_YOUR TASK_
Please copy out the entries below exactly, beginning with the line that contains "Could you indicate the cooling" and ending with the line that contains "Target: dark brown cookie surface", and include nothing outside that span.

_DATA TO EXAMINE_
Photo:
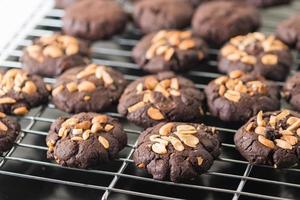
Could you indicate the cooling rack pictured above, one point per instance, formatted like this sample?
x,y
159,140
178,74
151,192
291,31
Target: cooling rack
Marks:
x,y
26,173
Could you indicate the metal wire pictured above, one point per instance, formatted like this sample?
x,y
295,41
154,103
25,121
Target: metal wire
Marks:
x,y
118,56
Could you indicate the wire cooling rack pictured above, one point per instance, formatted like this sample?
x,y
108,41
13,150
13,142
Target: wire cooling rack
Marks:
x,y
26,173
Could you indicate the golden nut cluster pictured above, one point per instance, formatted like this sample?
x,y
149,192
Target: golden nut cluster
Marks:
x,y
183,135
53,46
100,72
231,87
235,50
165,42
82,130
288,136
167,87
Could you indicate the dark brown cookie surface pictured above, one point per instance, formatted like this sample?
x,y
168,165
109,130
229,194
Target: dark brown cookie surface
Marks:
x,y
94,19
162,97
20,91
85,140
288,31
177,151
52,55
154,15
291,91
169,50
256,53
91,88
239,96
9,130
270,138
218,21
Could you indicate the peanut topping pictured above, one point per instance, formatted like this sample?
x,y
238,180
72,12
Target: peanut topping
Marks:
x,y
232,86
165,43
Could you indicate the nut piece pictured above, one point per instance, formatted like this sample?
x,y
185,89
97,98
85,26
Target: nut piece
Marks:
x,y
159,148
269,59
155,114
7,100
3,127
166,129
20,111
104,142
266,142
86,86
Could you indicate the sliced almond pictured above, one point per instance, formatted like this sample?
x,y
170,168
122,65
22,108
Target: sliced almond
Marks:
x,y
136,107
266,142
283,144
155,114
104,142
166,129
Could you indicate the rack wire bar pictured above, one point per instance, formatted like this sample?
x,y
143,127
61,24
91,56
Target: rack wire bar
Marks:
x,y
231,177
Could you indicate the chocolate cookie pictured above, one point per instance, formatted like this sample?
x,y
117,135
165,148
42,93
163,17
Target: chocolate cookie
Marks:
x,y
177,151
20,91
169,50
239,96
9,130
288,31
271,139
258,54
162,97
154,15
291,91
52,55
218,21
91,88
85,140
94,19
268,3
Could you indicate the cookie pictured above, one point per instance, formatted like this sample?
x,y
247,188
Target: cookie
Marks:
x,y
288,31
52,55
9,131
64,3
270,138
91,88
94,19
291,91
162,97
154,15
177,151
169,50
258,54
20,91
85,140
218,21
239,96
268,3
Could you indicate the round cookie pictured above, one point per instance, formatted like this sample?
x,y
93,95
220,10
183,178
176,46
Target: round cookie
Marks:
x,y
291,91
218,21
169,50
177,151
52,55
94,19
239,96
20,91
271,138
256,53
154,15
91,88
9,131
288,31
162,97
268,3
85,140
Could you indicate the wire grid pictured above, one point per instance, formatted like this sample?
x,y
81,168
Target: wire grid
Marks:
x,y
231,177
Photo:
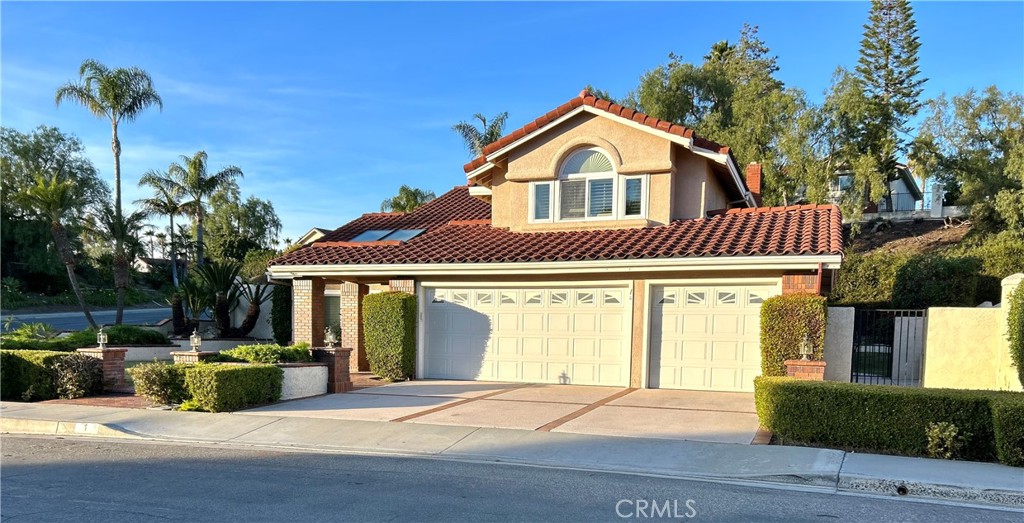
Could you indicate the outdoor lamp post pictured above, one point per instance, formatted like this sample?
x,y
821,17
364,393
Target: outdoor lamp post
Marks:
x,y
101,339
196,340
806,349
330,338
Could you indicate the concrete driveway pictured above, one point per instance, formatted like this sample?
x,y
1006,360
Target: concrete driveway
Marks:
x,y
719,417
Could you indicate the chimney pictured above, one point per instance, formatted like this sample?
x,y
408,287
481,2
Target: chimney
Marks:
x,y
754,179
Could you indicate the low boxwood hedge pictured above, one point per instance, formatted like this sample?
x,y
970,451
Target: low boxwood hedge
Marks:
x,y
785,320
389,328
221,387
889,420
40,375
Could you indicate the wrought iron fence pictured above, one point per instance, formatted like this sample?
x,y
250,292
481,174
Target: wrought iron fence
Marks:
x,y
889,346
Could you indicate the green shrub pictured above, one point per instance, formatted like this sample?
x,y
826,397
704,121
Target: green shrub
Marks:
x,y
931,280
1015,330
785,320
270,353
161,383
28,375
1008,422
866,279
389,328
77,376
883,419
281,314
221,387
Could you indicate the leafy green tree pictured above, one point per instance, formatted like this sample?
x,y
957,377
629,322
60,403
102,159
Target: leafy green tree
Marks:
x,y
198,184
407,200
478,137
24,240
166,201
55,199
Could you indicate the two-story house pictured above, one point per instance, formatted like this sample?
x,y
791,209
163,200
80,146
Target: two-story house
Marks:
x,y
594,246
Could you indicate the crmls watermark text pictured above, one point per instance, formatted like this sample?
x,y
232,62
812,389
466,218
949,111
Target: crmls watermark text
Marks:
x,y
650,509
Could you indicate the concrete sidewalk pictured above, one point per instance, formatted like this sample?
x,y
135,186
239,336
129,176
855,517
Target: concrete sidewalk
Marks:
x,y
815,468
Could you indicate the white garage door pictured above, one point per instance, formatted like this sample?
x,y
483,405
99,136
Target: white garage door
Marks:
x,y
553,335
706,337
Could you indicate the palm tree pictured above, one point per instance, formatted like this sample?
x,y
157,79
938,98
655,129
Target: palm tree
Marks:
x,y
165,202
194,180
120,95
123,232
57,200
475,138
407,200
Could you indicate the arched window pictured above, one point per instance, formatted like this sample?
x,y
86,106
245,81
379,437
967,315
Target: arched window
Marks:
x,y
588,188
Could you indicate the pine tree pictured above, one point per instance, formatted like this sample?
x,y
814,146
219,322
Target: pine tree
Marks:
x,y
889,73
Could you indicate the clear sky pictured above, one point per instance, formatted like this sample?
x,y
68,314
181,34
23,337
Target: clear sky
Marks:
x,y
329,107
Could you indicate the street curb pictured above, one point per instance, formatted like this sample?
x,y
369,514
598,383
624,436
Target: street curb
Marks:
x,y
48,427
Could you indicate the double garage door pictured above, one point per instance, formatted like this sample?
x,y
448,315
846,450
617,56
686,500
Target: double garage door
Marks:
x,y
701,337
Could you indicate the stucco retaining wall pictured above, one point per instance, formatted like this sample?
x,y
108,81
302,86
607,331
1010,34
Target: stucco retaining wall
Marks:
x,y
839,344
303,380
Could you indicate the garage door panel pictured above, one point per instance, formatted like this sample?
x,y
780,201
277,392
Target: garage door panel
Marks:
x,y
707,337
553,335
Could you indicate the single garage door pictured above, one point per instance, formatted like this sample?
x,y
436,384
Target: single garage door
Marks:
x,y
706,337
553,335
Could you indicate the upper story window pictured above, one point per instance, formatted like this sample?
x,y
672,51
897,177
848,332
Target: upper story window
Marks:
x,y
588,188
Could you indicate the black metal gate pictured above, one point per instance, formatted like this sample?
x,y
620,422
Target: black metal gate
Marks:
x,y
889,346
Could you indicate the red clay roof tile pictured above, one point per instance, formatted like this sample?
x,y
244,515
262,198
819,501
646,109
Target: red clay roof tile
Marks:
x,y
458,230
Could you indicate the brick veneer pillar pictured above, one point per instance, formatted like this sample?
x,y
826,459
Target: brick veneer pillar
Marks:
x,y
351,323
337,360
114,366
406,286
307,311
810,371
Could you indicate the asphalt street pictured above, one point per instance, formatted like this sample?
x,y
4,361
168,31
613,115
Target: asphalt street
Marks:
x,y
76,320
85,480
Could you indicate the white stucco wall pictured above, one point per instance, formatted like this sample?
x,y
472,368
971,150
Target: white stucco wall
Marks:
x,y
303,380
839,344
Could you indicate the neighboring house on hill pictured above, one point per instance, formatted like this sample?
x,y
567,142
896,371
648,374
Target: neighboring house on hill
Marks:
x,y
904,192
595,246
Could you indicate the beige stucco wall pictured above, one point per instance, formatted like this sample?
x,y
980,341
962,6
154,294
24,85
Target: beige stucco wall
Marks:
x,y
680,185
839,344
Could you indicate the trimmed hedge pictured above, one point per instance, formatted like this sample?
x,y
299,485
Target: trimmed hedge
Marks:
x,y
161,383
270,353
785,319
221,387
389,329
1015,330
889,420
40,375
117,335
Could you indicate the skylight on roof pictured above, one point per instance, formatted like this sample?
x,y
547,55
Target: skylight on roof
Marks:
x,y
372,234
403,234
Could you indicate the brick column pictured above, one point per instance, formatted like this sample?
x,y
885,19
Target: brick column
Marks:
x,y
307,311
351,323
337,360
810,371
114,367
404,286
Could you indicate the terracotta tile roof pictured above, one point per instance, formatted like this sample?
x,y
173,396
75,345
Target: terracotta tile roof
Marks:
x,y
459,231
586,98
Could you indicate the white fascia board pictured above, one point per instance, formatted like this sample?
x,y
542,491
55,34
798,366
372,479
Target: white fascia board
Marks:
x,y
656,264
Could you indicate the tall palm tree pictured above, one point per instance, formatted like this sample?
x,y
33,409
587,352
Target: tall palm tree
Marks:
x,y
194,180
123,234
477,138
119,94
165,202
407,200
56,200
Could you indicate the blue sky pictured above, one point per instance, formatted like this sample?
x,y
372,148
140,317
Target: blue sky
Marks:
x,y
329,107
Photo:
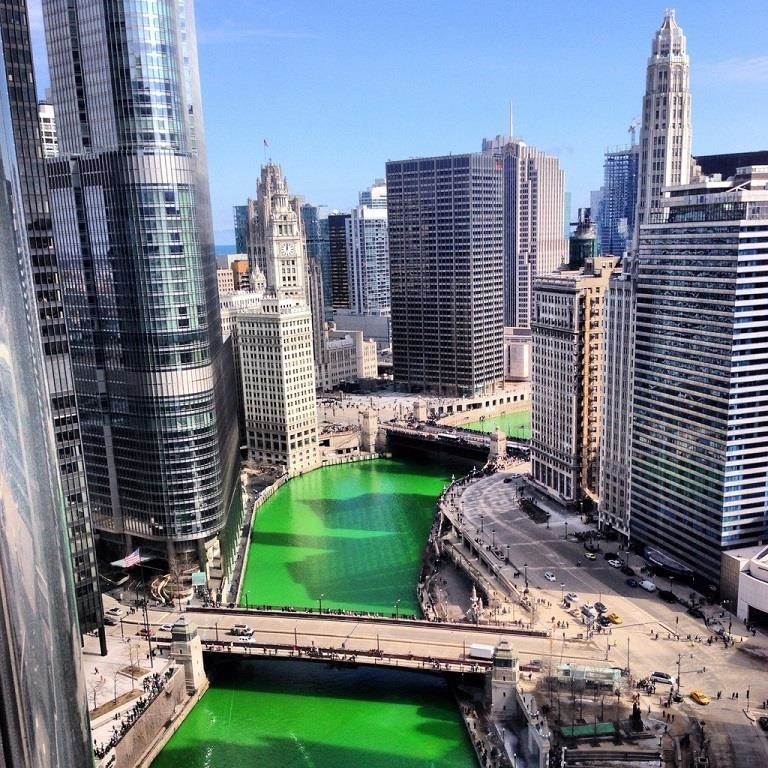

_EXERCISE ANSWER_
Could you indicate the cooling rack pictured above, one point per instance, formatted like this sample?
x,y
159,140
178,74
151,192
291,31
Target: cooling rack
Marks:
x,y
26,173
Could you indicate the metal wire pictured above, one point per instance, formatted like this sample?
x,y
295,41
154,103
25,121
Target: metal wire
Marks:
x,y
118,56
Could you indicate the wire cooling rack pictured above, one point per instance, formatted like this sample?
x,y
108,41
13,150
13,142
Target: wire cooling rack
Marks:
x,y
26,173
Could you indicate the golden nut cluster pictured above, one point per instance, formatted like this sample?
x,y
149,192
Target: golden nut cluster
Marks:
x,y
183,135
53,46
100,72
231,87
235,50
165,42
82,130
288,136
167,87
Could you indicate the dark brown cookie surface pictured above, one point per instance, formatted like this sample?
x,y
168,165
109,130
229,194
Target: dark brown cookie surface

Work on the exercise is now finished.